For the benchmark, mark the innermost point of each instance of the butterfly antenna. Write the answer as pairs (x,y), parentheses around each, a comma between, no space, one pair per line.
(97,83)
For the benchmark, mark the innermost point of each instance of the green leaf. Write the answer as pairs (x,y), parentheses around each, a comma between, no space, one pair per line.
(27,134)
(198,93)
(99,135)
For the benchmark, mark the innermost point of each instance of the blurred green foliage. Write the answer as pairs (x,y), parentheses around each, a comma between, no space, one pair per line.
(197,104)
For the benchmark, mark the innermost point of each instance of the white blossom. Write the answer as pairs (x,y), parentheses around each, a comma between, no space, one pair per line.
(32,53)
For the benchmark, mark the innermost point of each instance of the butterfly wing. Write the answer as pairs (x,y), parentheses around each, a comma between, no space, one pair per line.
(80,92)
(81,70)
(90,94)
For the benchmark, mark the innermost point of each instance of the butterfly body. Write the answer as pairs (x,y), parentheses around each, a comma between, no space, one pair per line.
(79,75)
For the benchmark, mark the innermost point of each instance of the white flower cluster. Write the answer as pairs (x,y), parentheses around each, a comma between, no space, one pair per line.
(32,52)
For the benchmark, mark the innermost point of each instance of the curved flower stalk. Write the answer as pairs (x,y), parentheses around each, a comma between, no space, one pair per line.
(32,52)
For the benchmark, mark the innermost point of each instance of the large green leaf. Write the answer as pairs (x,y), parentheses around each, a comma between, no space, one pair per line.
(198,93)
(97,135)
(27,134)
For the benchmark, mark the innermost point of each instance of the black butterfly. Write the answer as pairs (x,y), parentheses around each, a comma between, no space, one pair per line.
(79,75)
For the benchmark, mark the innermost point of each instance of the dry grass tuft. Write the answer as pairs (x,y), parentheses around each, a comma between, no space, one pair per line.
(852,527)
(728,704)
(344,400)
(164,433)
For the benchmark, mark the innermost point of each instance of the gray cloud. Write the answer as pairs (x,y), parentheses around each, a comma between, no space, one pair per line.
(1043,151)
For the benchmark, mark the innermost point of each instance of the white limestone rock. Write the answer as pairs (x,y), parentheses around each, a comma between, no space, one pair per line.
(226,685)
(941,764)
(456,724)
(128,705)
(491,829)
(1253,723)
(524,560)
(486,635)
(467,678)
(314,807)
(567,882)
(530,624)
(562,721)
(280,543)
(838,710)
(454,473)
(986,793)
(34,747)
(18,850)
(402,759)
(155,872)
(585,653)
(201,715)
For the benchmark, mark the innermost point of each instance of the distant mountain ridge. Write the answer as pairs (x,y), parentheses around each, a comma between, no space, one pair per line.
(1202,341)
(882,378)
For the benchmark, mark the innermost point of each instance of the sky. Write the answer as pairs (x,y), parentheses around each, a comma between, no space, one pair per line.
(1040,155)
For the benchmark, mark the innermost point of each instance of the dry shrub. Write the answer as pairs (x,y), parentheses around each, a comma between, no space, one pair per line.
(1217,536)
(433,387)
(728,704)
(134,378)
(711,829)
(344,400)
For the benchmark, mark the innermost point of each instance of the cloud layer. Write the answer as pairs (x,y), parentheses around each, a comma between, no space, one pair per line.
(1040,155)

> YOUR OBJECTIVE:
Everything from the line containing "of the distant" to the last line of the entries above should be quoted exactly, and only that.

> WORKED ANSWER:
For the benchmark, mark the innermost point of each instance of the distant mountain ridge. Write the answer as pairs (x,y), parentheses around each, a comma between, no space, one pair per line.
(1202,341)
(882,378)
For the benchmark, mark the innermost point of each instance of the sky. Write the answer as pairs (x,y), parentheses around each, a comma between, no space, one pair per line.
(1040,155)
For the benchmark, mark the innermost point of each instance of the dry shrub. Write the answer as pairs (x,y), parentheses around each, a comma between, no space, one pair per line.
(1217,536)
(433,387)
(728,704)
(134,378)
(711,829)
(344,400)
For the benchmark, mark the innermost point of each instance of the cloud layer. Write the answer as pairs (x,y), parentheses around each, a comma between, no space, one pair per line.
(1040,155)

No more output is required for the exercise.